What this task involves
Edit the stretch from the start of the material through the line containing "(1066, 576)", changing "mark" to "label" and leaving everything else as it is.

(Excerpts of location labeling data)

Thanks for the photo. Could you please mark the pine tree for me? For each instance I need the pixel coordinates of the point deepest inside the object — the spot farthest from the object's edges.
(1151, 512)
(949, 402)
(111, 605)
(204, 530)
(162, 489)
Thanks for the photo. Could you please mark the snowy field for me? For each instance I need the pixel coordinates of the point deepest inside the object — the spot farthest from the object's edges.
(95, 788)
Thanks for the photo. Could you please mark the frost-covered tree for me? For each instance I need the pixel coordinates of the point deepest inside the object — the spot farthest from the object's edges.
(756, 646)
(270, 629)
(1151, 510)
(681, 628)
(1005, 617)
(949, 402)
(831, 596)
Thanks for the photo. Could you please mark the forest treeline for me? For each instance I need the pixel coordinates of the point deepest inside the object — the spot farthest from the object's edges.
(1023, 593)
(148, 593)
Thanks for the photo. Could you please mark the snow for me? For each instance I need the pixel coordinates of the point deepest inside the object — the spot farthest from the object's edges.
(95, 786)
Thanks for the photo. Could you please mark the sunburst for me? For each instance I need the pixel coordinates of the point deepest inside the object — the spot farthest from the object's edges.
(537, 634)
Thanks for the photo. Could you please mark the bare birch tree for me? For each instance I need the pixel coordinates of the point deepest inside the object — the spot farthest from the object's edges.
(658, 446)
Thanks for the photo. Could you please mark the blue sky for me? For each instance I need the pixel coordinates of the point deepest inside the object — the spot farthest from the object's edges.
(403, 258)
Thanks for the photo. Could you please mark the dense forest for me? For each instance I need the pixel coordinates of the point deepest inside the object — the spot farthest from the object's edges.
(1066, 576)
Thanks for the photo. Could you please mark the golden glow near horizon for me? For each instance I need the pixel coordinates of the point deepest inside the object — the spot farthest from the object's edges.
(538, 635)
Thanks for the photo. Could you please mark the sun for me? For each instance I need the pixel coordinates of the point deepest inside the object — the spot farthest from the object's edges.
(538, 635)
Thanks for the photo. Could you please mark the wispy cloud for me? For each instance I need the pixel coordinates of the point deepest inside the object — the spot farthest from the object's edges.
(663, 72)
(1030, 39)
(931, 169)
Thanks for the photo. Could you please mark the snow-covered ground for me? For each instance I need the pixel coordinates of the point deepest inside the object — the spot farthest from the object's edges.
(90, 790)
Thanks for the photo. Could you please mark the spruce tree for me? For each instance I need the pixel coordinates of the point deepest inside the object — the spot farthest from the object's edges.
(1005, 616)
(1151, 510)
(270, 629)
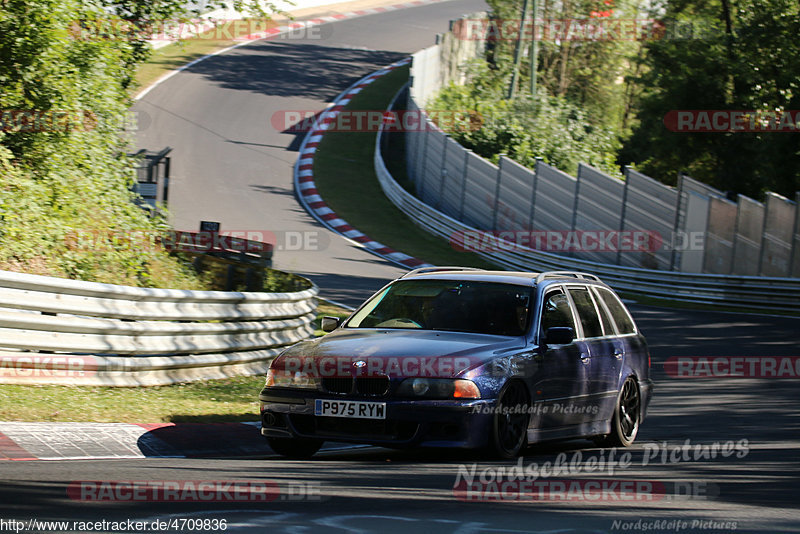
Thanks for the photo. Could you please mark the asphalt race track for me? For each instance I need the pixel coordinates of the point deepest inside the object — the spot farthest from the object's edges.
(751, 483)
(230, 164)
(231, 167)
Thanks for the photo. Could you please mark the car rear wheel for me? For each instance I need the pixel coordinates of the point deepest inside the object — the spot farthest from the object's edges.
(627, 414)
(296, 448)
(510, 422)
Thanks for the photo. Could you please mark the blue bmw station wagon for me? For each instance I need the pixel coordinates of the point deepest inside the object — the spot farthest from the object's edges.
(459, 357)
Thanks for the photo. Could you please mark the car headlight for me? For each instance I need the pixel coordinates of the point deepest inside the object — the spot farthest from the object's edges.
(438, 388)
(285, 379)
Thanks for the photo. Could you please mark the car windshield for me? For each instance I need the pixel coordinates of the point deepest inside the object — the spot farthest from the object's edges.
(453, 305)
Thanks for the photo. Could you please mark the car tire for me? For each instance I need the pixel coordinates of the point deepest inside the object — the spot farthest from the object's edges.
(627, 416)
(295, 448)
(509, 431)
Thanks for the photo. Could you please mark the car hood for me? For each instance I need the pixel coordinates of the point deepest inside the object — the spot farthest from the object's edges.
(396, 353)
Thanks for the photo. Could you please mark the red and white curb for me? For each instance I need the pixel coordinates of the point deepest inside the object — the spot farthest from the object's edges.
(20, 441)
(307, 190)
(287, 28)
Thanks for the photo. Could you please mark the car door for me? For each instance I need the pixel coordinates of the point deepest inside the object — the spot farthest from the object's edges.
(562, 380)
(594, 349)
(626, 343)
(607, 353)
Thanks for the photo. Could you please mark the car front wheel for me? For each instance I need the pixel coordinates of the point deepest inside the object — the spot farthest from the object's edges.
(627, 415)
(510, 422)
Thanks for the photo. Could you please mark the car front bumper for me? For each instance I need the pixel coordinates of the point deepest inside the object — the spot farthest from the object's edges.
(408, 423)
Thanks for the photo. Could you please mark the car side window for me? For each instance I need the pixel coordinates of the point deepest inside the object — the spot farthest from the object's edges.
(618, 312)
(556, 311)
(586, 311)
(608, 325)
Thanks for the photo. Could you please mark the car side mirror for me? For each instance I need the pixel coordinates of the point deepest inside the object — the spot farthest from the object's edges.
(329, 324)
(559, 335)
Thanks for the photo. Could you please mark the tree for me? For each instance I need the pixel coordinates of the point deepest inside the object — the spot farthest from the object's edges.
(742, 55)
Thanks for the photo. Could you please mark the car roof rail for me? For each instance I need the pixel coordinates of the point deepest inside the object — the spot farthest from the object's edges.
(566, 274)
(423, 270)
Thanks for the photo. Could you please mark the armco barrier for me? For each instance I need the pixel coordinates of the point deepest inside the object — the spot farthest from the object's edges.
(743, 292)
(57, 331)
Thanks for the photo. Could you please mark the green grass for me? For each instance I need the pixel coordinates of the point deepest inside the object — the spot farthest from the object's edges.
(211, 401)
(346, 179)
(232, 399)
(177, 54)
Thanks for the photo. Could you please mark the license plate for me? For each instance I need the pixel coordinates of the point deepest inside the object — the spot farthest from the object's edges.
(352, 409)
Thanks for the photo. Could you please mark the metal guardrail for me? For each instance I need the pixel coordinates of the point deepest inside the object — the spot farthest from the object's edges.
(742, 292)
(57, 331)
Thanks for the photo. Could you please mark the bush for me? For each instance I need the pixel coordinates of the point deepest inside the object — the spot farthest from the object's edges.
(551, 128)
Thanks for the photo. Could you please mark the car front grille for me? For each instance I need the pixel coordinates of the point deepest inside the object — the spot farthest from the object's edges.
(371, 386)
(336, 384)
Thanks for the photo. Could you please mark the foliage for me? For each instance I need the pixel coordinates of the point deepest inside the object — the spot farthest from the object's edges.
(64, 172)
(552, 127)
(747, 59)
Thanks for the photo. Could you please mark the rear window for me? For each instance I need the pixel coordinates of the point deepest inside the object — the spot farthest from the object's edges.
(618, 312)
(586, 312)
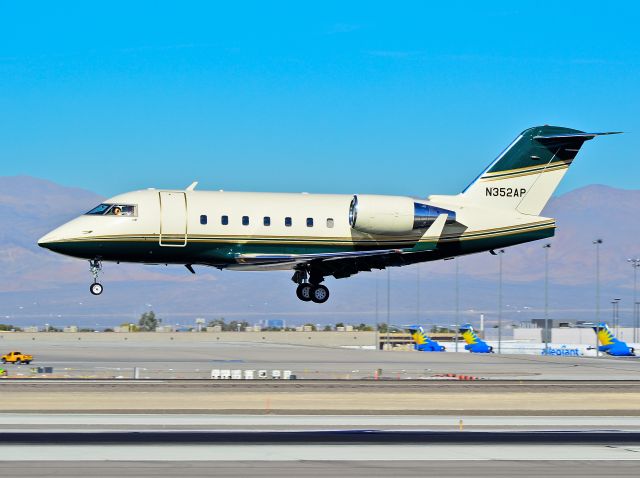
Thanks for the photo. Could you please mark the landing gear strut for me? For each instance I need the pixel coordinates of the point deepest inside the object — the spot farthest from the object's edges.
(310, 289)
(95, 266)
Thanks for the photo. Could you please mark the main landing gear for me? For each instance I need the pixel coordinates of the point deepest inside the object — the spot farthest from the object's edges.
(95, 266)
(312, 290)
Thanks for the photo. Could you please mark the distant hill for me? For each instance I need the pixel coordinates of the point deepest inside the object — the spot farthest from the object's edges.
(37, 286)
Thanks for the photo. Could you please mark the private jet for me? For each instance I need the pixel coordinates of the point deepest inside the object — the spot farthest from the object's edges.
(320, 235)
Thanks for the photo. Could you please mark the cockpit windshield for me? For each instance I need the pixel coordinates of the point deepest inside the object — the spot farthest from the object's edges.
(113, 210)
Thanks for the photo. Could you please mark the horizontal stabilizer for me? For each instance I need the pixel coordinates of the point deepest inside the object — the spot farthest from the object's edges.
(580, 136)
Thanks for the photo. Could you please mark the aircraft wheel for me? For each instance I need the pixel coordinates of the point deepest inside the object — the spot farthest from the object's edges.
(304, 292)
(319, 294)
(96, 288)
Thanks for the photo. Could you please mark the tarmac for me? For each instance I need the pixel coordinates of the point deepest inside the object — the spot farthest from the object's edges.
(523, 416)
(323, 468)
(115, 356)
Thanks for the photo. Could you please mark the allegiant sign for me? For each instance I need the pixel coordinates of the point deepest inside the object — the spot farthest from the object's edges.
(562, 351)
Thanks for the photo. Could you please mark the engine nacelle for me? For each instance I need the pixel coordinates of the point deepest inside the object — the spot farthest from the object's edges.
(392, 215)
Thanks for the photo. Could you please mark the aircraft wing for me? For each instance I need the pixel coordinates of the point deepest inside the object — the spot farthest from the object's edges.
(344, 264)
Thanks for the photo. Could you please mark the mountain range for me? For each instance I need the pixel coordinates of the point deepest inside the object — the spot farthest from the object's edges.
(37, 286)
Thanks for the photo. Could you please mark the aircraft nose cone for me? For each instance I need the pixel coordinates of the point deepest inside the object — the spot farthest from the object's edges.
(45, 241)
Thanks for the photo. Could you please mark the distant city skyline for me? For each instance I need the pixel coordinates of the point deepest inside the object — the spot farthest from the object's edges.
(334, 97)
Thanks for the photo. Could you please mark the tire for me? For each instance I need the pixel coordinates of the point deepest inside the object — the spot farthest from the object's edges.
(303, 291)
(319, 294)
(95, 288)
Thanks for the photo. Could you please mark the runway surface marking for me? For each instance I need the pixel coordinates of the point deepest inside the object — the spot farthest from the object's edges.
(324, 469)
(49, 420)
(430, 452)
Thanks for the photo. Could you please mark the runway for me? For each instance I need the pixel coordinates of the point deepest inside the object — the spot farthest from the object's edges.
(161, 357)
(366, 397)
(322, 469)
(134, 445)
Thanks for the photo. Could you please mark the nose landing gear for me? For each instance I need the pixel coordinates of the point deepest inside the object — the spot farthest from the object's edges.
(312, 290)
(95, 266)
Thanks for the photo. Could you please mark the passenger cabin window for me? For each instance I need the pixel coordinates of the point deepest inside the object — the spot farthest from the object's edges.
(114, 210)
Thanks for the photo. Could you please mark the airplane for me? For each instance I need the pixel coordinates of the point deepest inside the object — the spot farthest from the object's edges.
(610, 344)
(474, 343)
(421, 340)
(321, 235)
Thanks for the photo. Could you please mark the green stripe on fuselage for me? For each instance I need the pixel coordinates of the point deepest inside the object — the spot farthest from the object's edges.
(221, 253)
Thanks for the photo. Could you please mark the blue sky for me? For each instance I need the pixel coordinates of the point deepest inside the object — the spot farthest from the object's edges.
(350, 97)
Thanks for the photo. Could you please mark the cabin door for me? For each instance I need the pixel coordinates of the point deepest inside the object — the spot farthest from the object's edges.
(173, 219)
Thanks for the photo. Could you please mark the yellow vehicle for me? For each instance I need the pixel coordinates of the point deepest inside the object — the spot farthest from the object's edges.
(17, 357)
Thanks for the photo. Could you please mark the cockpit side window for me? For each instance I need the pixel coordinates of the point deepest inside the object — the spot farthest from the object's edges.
(114, 210)
(99, 210)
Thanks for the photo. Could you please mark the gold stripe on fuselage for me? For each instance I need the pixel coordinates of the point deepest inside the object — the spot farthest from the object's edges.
(515, 173)
(326, 241)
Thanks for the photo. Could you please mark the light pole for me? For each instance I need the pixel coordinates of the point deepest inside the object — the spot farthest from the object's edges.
(457, 293)
(615, 303)
(597, 243)
(500, 253)
(388, 304)
(418, 293)
(635, 263)
(547, 334)
(456, 328)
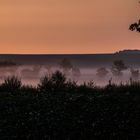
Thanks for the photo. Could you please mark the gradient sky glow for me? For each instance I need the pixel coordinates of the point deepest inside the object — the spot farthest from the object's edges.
(67, 26)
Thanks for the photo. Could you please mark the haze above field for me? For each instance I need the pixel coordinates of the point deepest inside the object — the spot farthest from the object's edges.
(67, 27)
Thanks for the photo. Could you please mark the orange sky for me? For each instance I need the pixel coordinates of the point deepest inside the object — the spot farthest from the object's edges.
(67, 26)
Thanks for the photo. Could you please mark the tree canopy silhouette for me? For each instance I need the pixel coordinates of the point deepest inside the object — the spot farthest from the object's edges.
(135, 26)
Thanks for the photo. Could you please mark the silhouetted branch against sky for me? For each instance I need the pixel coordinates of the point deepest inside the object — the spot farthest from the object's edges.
(135, 26)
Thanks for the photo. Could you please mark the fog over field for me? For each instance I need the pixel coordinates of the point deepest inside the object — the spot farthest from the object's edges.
(31, 74)
(99, 68)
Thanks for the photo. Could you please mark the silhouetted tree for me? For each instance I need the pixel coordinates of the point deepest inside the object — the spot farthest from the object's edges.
(117, 67)
(135, 74)
(11, 84)
(66, 66)
(135, 26)
(102, 72)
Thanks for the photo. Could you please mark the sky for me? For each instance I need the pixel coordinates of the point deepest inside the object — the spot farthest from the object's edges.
(67, 26)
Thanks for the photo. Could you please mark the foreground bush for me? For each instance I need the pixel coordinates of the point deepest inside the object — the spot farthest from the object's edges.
(11, 84)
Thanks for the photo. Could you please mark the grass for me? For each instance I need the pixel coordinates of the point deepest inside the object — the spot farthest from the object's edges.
(58, 109)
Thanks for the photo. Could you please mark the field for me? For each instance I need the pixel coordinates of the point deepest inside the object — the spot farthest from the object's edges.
(61, 109)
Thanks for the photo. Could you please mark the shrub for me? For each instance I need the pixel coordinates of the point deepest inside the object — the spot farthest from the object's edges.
(11, 84)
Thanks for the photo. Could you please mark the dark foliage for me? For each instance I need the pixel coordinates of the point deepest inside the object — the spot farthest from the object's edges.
(11, 84)
(79, 112)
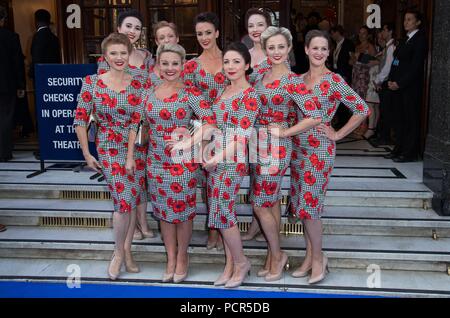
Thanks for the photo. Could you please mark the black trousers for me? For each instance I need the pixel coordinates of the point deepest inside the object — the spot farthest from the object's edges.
(7, 104)
(387, 113)
(22, 116)
(407, 121)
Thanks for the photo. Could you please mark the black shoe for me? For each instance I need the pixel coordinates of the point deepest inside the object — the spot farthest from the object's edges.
(391, 155)
(402, 158)
(379, 142)
(6, 159)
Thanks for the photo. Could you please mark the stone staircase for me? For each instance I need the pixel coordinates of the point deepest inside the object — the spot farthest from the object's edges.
(377, 223)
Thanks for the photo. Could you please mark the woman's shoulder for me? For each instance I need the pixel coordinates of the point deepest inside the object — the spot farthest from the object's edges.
(91, 79)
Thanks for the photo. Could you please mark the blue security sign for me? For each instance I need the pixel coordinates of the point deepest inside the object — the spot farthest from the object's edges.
(57, 90)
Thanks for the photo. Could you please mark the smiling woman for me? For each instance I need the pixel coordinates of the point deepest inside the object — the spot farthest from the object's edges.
(115, 98)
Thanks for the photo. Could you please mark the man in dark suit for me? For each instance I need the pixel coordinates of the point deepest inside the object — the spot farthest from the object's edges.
(45, 47)
(12, 84)
(341, 53)
(406, 82)
(340, 64)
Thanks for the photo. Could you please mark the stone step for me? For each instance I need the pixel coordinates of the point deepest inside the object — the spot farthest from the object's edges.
(336, 219)
(341, 192)
(344, 251)
(385, 282)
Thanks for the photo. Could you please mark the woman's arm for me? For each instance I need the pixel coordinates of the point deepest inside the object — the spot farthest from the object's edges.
(302, 126)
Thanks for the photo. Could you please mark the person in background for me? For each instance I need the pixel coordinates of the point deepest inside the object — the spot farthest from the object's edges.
(257, 21)
(172, 181)
(386, 113)
(343, 48)
(45, 47)
(236, 109)
(406, 84)
(129, 23)
(12, 84)
(115, 97)
(164, 33)
(205, 72)
(318, 93)
(362, 61)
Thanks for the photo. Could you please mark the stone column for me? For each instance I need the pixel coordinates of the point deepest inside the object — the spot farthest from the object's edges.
(437, 148)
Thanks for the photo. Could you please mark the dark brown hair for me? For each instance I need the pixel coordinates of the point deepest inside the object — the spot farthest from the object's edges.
(255, 11)
(316, 34)
(116, 38)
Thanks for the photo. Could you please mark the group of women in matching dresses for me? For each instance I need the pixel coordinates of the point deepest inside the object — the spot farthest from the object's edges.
(278, 119)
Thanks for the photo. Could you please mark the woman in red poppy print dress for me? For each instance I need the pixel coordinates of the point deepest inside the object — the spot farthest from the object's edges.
(236, 110)
(318, 90)
(172, 181)
(257, 21)
(115, 99)
(273, 154)
(164, 33)
(205, 72)
(130, 24)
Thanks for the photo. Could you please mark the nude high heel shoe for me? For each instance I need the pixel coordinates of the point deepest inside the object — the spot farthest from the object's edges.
(245, 272)
(321, 277)
(178, 278)
(277, 276)
(130, 265)
(298, 273)
(113, 275)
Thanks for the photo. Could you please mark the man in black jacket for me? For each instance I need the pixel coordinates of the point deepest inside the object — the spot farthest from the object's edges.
(340, 64)
(341, 53)
(406, 82)
(45, 47)
(12, 84)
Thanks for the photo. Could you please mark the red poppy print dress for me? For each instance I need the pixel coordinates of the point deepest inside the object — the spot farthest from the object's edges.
(142, 71)
(172, 184)
(260, 70)
(117, 114)
(273, 155)
(313, 153)
(153, 79)
(236, 116)
(195, 75)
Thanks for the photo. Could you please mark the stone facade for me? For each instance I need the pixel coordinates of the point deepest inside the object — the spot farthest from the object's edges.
(437, 150)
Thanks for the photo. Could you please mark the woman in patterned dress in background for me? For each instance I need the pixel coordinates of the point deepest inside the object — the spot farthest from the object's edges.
(115, 99)
(236, 110)
(164, 33)
(320, 92)
(257, 21)
(130, 24)
(205, 72)
(172, 181)
(274, 154)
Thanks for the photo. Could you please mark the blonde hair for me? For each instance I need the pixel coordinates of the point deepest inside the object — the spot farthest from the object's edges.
(174, 48)
(272, 31)
(164, 24)
(116, 38)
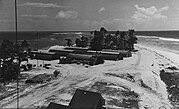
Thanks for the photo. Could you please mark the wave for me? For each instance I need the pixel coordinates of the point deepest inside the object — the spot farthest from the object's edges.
(169, 39)
(160, 38)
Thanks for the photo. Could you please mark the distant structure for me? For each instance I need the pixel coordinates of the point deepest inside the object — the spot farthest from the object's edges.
(119, 41)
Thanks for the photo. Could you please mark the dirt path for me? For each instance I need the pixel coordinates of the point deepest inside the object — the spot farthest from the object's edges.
(130, 83)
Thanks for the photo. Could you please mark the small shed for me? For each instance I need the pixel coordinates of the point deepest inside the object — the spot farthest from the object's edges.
(106, 55)
(124, 53)
(79, 50)
(42, 55)
(61, 52)
(86, 58)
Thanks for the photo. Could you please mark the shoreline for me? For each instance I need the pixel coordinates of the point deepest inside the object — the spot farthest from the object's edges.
(144, 90)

Solved exercise
Thanks for the photo. Could you please label the pine tree for me? For each instance I need the pixel coordinates of the point deepest inside the object — the spot farthest from the object's edges.
(1151, 512)
(949, 402)
(111, 605)
(204, 530)
(162, 489)
Thanks for the photo. Could you please label the snowy field for me? For each instance I need the pixel coordinates of the point deepest inside the object — the spot farthest from the object's edges.
(95, 788)
Thanks for the photo. Could you please label the frost-covered tree for me? For each instance I need the pixel coordinates of the point deepest inside the object — the spot farthest from the object's edges.
(756, 646)
(270, 629)
(1151, 510)
(681, 628)
(1005, 617)
(949, 402)
(831, 596)
Thanks for the photo. Could you please label the forest treeline for me? For each instance I need the pixel coordinates of the point deepest inside the object — the spot farthest from the object's edges.
(1023, 593)
(148, 593)
Thanks for the photo. Could you please label the snow for me? For each instance I need the pixel coordinates of the point deepest inside the object — the spot farthest from the object's edges.
(95, 786)
Thanks for the photo. Could you please label the sunburst for me? For each instance I need the pixel coordinates of the point deepest inside the object — the spot farthest from the object's edges.
(537, 634)
Thanks for the photo. Could you please label the bare birch tree for me? For each instance I need the pixel coordinates of the point deepest inside the object — the spot farthest from the object's edges.
(658, 446)
Thanks for the photo. Could you please label the blue sky for me? For each instance I need the pixel coordinates of the point deepest inside the object — the spot farthest from the object's edges.
(403, 258)
Thanks for the photo. Could you please label the dense forest for me? For each instance I need the pixel coordinates of the point deepest inside the object — the spot farthest from the object's edges.
(1066, 576)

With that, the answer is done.